Task = Copy out the passage below, about the royal family's Christmas of 1951 and the tour that followed, word for word and in full.

------ Passage to read ------

Christmas in 1951 followed the pattern set by Queen Victoria, with the family opening gifts on Christmas Eve in the German style. They gathered in the ballroom, where trestle tables covered with cloths were arranged with gifts in piles marked for each family member. After tearing off the wrappings and ribbons, the adults changed into black tie and long dresses for a dinner complete with champagne toasts and popping open Christmas crackers, gaily wrapped party favors containing paper hats and trinkets. The next morning they all walked to St. Mary Magdalene, the nearby parish church, then returned for Christmas luncheon. After a big breakfast on Boxing Day—the extra holiday observed in Britain on December 26 when in earlier times landowners would give their employees gifts or reward their service—the men went out for the traditional pheasant shoot. The King felt well enough to join them, carrying a light gun.

But failing health prevented him from keeping his commitment to travel with the Queen on a long-planned state visit to the Commonwealth nations of Australia, New Zealand, and Ceylon in the new year, so he deputed Elizabeth and Philip to take the nearly six-month journey instead. They decided to add several days in the beginning of the trip to visit the British colony of Kenya, which had given them a retreat at the foot of Mount Kenya called Sagana Lodge as a wedding gift.

------ Dataset content ------

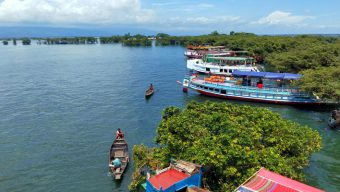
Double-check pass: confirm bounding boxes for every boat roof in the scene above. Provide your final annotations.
[232,70,302,79]
[236,168,325,192]
[149,169,190,190]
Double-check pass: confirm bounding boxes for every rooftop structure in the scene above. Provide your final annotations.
[146,160,202,192]
[234,168,325,192]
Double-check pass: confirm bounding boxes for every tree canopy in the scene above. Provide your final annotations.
[129,102,321,191]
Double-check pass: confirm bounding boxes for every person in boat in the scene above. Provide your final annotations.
[116,128,124,139]
[110,158,122,169]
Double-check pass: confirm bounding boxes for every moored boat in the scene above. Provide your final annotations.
[109,130,129,180]
[145,84,155,98]
[183,70,327,105]
[187,54,260,76]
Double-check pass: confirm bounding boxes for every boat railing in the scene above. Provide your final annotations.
[192,79,311,97]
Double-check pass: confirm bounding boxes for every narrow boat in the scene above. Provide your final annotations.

------

Completed exercise =
Christmas in 1951 followed the pattern set by Queen Victoria, with the family opening gifts on Christmas Eve in the German style. They gathered in the ballroom, where trestle tables covered with cloths were arranged with gifts in piles marked for each family member. After tearing off the wrappings and ribbons, the adults changed into black tie and long dresses for a dinner complete with champagne toasts and popping open Christmas crackers, gaily wrapped party favors containing paper hats and trinkets. The next morning they all walked to St. Mary Magdalene, the nearby parish church, then returned for Christmas luncheon. After a big breakfast on Boxing Day—the extra holiday observed in Britain on December 26 when in earlier times landowners would give their employees gifts or reward their service—the men went out for the traditional pheasant shoot. The King felt well enough to join them, carrying a light gun.

But failing health prevented him from keeping his commitment to travel with the Queen on a long-planned state visit to the Commonwealth nations of Australia, New Zealand, and Ceylon in the new year, so he deputed Elizabeth and Philip to take the nearly six-month journey instead. They decided to add several days in the beginning of the trip to visit the British colony of Kenya, which had given them a retreat at the foot of Mount Kenya called Sagana Lodge as a wedding gift.